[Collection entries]
%%
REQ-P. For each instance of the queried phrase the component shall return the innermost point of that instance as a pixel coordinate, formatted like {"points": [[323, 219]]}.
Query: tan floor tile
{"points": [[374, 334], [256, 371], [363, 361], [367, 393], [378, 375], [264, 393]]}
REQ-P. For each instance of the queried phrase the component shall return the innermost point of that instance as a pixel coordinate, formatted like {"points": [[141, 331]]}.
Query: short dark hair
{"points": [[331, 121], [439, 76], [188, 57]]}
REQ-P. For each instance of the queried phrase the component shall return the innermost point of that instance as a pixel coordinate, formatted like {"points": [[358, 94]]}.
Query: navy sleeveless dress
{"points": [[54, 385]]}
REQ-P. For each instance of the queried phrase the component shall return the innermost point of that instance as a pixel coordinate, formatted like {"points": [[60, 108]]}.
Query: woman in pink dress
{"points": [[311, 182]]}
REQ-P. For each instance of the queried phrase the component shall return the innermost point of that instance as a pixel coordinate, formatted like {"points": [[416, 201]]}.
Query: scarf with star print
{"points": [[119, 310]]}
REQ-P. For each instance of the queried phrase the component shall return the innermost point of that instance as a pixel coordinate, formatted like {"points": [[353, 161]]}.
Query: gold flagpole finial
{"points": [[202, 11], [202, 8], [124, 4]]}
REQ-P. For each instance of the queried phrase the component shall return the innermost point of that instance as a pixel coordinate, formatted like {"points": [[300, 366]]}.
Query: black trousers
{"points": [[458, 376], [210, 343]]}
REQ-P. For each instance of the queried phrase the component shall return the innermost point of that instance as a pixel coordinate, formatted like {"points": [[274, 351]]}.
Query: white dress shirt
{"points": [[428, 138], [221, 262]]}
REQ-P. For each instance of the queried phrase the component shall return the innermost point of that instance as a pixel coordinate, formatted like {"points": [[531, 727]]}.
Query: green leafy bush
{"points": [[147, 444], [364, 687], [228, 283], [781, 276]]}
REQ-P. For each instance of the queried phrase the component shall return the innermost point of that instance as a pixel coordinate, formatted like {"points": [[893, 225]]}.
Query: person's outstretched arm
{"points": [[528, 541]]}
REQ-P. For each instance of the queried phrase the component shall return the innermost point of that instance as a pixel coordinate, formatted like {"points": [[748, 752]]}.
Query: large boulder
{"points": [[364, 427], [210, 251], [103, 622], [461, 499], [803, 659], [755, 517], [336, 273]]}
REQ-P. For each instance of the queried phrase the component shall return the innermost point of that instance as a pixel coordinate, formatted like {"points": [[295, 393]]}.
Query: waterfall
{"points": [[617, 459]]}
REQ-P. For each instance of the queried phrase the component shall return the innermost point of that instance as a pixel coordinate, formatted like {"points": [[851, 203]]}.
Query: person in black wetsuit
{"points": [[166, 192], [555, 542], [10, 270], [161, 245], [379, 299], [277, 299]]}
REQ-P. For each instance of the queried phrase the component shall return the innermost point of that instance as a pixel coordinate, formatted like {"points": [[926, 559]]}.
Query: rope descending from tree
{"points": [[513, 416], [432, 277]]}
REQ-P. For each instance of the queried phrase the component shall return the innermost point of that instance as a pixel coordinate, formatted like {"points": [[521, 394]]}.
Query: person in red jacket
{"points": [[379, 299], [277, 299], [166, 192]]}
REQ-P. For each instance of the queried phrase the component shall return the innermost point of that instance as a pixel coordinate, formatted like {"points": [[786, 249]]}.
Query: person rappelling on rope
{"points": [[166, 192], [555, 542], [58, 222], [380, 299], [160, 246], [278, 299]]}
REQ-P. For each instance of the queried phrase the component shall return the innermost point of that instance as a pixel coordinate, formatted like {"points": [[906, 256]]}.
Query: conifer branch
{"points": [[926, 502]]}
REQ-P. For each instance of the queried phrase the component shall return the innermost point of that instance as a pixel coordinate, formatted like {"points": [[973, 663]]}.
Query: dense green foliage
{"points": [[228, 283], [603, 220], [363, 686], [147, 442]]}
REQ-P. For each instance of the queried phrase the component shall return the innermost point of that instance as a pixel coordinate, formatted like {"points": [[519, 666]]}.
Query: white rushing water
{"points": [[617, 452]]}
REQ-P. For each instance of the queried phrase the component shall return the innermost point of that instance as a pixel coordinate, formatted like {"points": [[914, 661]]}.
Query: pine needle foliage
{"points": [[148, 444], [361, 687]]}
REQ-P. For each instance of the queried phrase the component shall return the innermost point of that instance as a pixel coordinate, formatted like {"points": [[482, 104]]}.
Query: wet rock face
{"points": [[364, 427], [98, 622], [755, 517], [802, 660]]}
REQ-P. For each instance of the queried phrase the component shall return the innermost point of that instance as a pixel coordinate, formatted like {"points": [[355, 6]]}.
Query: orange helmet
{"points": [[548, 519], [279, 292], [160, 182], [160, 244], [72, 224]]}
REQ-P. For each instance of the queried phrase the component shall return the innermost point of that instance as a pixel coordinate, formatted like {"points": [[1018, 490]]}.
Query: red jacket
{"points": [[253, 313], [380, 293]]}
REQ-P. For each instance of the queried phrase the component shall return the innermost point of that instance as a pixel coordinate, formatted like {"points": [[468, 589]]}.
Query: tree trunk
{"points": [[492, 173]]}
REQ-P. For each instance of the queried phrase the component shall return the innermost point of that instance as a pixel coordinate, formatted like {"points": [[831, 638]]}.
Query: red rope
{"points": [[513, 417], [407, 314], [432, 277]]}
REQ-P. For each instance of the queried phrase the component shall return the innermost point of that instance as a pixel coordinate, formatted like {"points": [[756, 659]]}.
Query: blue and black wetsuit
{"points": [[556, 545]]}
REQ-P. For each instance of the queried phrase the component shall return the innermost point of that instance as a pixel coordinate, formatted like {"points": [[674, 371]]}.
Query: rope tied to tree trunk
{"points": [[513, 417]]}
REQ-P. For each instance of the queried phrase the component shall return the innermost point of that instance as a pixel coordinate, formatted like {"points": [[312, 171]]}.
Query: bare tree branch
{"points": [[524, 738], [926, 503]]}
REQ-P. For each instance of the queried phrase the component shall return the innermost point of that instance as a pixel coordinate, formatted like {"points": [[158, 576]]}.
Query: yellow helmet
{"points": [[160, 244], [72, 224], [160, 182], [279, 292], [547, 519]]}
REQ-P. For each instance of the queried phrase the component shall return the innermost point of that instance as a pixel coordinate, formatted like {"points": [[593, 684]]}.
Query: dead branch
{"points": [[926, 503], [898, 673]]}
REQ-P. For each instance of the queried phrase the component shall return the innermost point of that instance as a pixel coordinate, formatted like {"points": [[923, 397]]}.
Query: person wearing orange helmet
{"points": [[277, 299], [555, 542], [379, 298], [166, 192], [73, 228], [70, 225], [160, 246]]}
%%
» **Exercise**
The entries above should be repeated exactly, every one of them.

» **The response**
REQ-P. For each instance of the queried phrase the component shall return the innermost point of that instance as a pixel coordinate, formatted like {"points": [[323, 219]]}.
Query: tan floor tile
{"points": [[374, 334], [256, 371], [363, 361], [367, 393], [378, 375], [264, 393]]}
REQ-P. For each instance of the queried phrase the component shall return the innermost point of that instance as a pixel coordinate, formatted like {"points": [[141, 331]]}.
Query: short dark hair
{"points": [[331, 121], [439, 76], [188, 57]]}
REQ-P. For each instance of the queried phrase the component shall return the innermost point of that instance as a pixel coordinate, formatted like {"points": [[358, 94]]}.
Query: navy sleeveless dress
{"points": [[54, 385]]}
REQ-P. For each instance of the queried phrase the component shall return the innermost point of that instance as a pixel coordinate, formatted like {"points": [[60, 108]]}.
Query: woman in pink dress
{"points": [[311, 182]]}
REQ-P. For each instance of the queried phrase the component shall return the innermost point of that instance as a pixel coordinate, formatted like {"points": [[416, 201]]}.
Query: scarf with star print
{"points": [[119, 310]]}
REQ-P. For each instance of the queried phrase the component shall return the innermost point of that instance as a pixel coordinate, formatted like {"points": [[353, 161]]}.
Query: gold flagpole finial
{"points": [[202, 11], [202, 8], [124, 4]]}
REQ-P. For each instance of the queried phrase the component shall return the innermost point of that instance as a pixel coordinate, formatted like {"points": [[300, 366]]}.
Query: black trousers
{"points": [[458, 376], [210, 343]]}
REQ-P. For each instance of the queried phrase the component shall return the innermost point of that instance as a pixel coordinate, formatted like {"points": [[274, 351]]}.
Query: white dress shirt
{"points": [[428, 138], [221, 262]]}
REQ-P. For each instance of the queried phrase the component shall return the innermost point of that instance as a pixel coordinate, formatted like {"points": [[531, 727]]}.
Query: green leafy bush
{"points": [[147, 444], [364, 687], [228, 283], [781, 276]]}
REQ-P. For each instance of the queried phrase the component shall return the innermost point of that instance as a pixel coordinate, formatted like {"points": [[893, 225]]}.
Query: person's outstretched arm
{"points": [[528, 541]]}
REQ-P. For each instance of the queried phrase the component shall return the innermost point of that instance as a pixel coordinate, formatted like {"points": [[748, 752]]}.
Query: large boulder
{"points": [[364, 427], [210, 251], [103, 622], [461, 499], [803, 659], [755, 517], [336, 273]]}
REQ-P. For each instance of the queried phrase the component shall return the innermost point of that instance as a pixel coordinate, formatted like {"points": [[295, 393]]}.
Query: waterfall
{"points": [[617, 459]]}
REQ-P. For each instance of the queried phrase the component shall return the innermost point of that instance as a pixel coordinate, formatted like {"points": [[851, 203]]}.
Query: person in black wetsuit
{"points": [[166, 192], [555, 542], [10, 270], [161, 245], [379, 299], [277, 299]]}
REQ-P. For each instance of the queried phrase the component shall return the innermost point of that instance as a pixel coordinate, formatted like {"points": [[926, 559]]}.
Query: rope descending from tree
{"points": [[513, 416], [432, 277]]}
REQ-P. For each instance of the queried phrase the component shall return the innermost point of that instance as a pixel coordinate, formatted like {"points": [[521, 394]]}.
Query: person in red jacket
{"points": [[379, 299], [277, 299], [166, 192]]}
REQ-P. For each instance of the queried phrase the component shall return the innermost point of that instance as a pixel coordinate, formatted like {"points": [[786, 249]]}.
Query: person rappelling on rope
{"points": [[166, 192], [555, 542], [58, 222], [380, 299], [160, 246], [278, 299]]}
REQ-P. For each instance of the queried phrase the component shall return the innermost point of that instance as a pixel coordinate, formatted like {"points": [[906, 256]]}.
Query: conifer branch
{"points": [[926, 502]]}
REQ-P. For each instance of the queried phrase the component shall return the innermost point of that instance as a pixel coordinate, formatted like {"points": [[973, 663]]}.
Query: dense green foliage
{"points": [[228, 283], [603, 220], [363, 686], [147, 442]]}
REQ-P. For each instance of the queried phrase the component shall return the innermost point of that instance as a pixel coordinate, formatted like {"points": [[519, 666]]}.
Query: white rushing water
{"points": [[617, 452]]}
REQ-P. For each instance of the queried phrase the component shall return the innermost point of that instance as a pixel coordinate, formatted like {"points": [[914, 661]]}.
Query: pine needle foliage
{"points": [[148, 444], [361, 687]]}
REQ-P. For each instance of the queried phrase the component shall return the innermost point of that instance as a pixel coordinate, formatted like {"points": [[482, 104]]}.
Query: wet rock face
{"points": [[364, 427], [98, 622], [755, 517], [802, 660]]}
REQ-P. For each instance of the queried phrase the component shall return the innermost point of that instance as a pixel coordinate, formatted like {"points": [[355, 6]]}.
Query: orange helmet
{"points": [[548, 519], [279, 292], [160, 182], [160, 244], [72, 224]]}
REQ-P. For each instance of the queried phrase the component shall return the innermost point of that instance as a pixel coordinate, formatted like {"points": [[1018, 490]]}.
Query: red jacket
{"points": [[253, 313], [380, 293]]}
REQ-P. For each instance of the queried phrase the component shall return the innermost point of that instance as a pixel coordinate, formatted like {"points": [[468, 589]]}.
Query: tree trunk
{"points": [[492, 173]]}
REQ-P. For each instance of the queried phrase the component shall return the innermost point of that instance as a pixel coordinate, formatted like {"points": [[831, 638]]}.
Query: red rope
{"points": [[513, 417], [407, 314], [432, 277]]}
REQ-P. For each instance of the queried phrase the component shall return the innermost point of that instance as a pixel coordinate, formatted like {"points": [[756, 659]]}.
Query: blue and black wetsuit
{"points": [[556, 545]]}
REQ-P. For each instance of the queried phrase the component shall return the innermost point of that instance as a pixel coordinate, formatted like {"points": [[674, 371]]}.
Query: rope tied to tree trunk
{"points": [[513, 417]]}
REQ-P. For each instance of the queried phrase the component shall return the innermost point of that instance as a pixel coordinate, formatted like {"points": [[312, 171]]}.
Query: bare tree branch
{"points": [[524, 738], [926, 503]]}
REQ-P. For each instance of the queried phrase the component shall return the innermost point of that instance as a pixel coordinate, formatted like {"points": [[158, 576]]}.
Query: yellow helmet
{"points": [[160, 244], [72, 224], [160, 182], [279, 292], [547, 519]]}
REQ-P. For each instance of the queried phrase the component shall return the innermost point of that instance as a pixel coordinate, formatted like {"points": [[593, 684]]}.
Query: dead branch
{"points": [[926, 503], [898, 673]]}
REQ-P. For each instance of the queried phrase the component shall return the innermost point of that instance as a pixel coordinate, formatted like {"points": [[923, 397]]}.
Query: person wearing orange helmet
{"points": [[277, 299], [555, 542], [379, 298], [166, 192], [73, 228], [70, 225], [160, 246]]}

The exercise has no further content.